Word for word, print each line of the listing below; pictures stay out.

------

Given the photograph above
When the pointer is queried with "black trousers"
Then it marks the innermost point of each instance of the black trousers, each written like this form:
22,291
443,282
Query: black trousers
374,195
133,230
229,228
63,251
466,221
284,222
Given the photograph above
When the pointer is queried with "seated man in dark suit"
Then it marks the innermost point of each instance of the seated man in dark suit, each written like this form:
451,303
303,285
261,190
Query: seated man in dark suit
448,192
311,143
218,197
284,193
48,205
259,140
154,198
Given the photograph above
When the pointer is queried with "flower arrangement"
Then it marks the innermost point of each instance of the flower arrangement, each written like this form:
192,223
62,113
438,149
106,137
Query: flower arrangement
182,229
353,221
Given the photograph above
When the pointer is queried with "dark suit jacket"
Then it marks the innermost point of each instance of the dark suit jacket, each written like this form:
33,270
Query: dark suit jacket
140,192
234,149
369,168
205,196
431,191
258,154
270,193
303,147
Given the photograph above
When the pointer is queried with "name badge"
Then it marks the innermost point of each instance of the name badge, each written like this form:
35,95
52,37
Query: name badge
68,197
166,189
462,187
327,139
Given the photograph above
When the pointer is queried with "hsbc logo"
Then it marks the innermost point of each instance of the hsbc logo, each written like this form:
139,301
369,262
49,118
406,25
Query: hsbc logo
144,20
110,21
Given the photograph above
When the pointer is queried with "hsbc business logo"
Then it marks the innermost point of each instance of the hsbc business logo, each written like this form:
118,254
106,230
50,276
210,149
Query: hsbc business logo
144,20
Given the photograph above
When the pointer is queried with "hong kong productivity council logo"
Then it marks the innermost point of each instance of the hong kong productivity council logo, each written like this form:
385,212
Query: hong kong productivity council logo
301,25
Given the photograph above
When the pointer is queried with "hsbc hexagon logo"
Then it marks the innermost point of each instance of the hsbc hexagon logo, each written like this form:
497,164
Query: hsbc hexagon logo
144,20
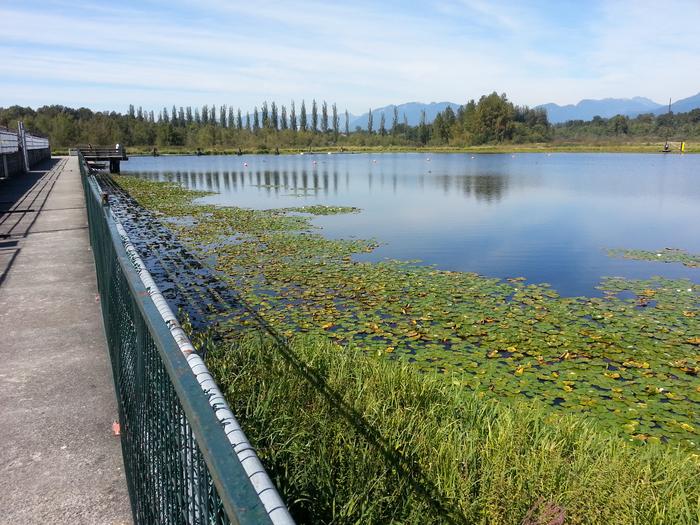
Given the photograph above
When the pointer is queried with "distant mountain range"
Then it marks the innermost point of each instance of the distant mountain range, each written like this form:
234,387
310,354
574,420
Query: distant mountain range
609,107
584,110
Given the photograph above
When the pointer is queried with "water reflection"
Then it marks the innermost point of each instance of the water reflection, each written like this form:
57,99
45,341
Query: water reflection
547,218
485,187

------

EXERCISE SOLUTION –
Given the photograph above
When the pointer is queried with "black trousers"
Then it marks the innermost point of each instance of the black trousers, each written like this form:
22,291
443,282
Query: black trousers
374,195
133,230
229,228
63,251
466,221
284,222
Given the photograph above
When the pointer is queried with "seated man in dark suit"
Then it marks the innermost point of each instance of the seated man in dark suit, each written like this form:
451,303
303,285
261,190
Query: seated man in dark suit
448,192
311,143
218,197
284,193
48,205
259,140
154,198
Given the photograph above
When the pointer is queried with "flower arrangement"
Then it marks the innermost point of each instance of the flower arrangement, each written like this form:
192,223
62,113
438,149
106,137
Query: flower arrangement
182,229
353,221
Given the photograph above
When the pointer is queried with "dark suit jacket"
Then it marks the innermost point of each instance of the dark suit jacket, each written like this form:
33,270
Query: dark suit jacket
140,192
234,149
369,168
205,196
431,191
258,154
270,193
303,147
Given the photograph above
When the pointer is queried with "name badge"
Then it marks the innermost point of each instance of the name badge, each written like this form:
35,95
52,37
Query: name badge
68,197
166,189
462,187
327,139
Given the photograph above
When the pointer is queried with "hsbc logo"
Then it marks the innermost point of each instance of the hsbc logo, each written like this form:
139,301
369,262
49,118
406,25
Query: hsbc logo
144,20
110,21
Given the photograph above
When the pointer is queried with "hsbc business logo"
Then it marks the innermost point of each instance of the hsbc business logo, each written like this form:
118,254
106,230
50,276
210,149
Query: hsbc business logo
144,20
Given the photograph above
When the pointer is queried with "hong kong productivity council logo"
Then it marks the innermost point of each instance of the hong kong productivity council logo, each written like this form:
385,212
Query: hong kong productivity council logo
301,25
Given the photograph above
When the pointer is queried with "hsbc hexagon logo"
Then it marks the innermost point of each instance of the hsbc hexagon logo, each written like this form:
497,164
Query: hsbc hexagon logo
144,20
Given the photograph above
When the pointer is queried with "distant mountain range"
Then it marks the innermost point of each instance of the distant mountain range, each written like this form:
234,387
310,354
574,420
Query: distant mountain range
609,107
584,110
Given the photograph above
When the pointer is queried with "water reflection"
Then it marks the innermost point of each instance of the water reflection, each written like this form:
57,99
45,341
Query: water reflection
547,218
485,187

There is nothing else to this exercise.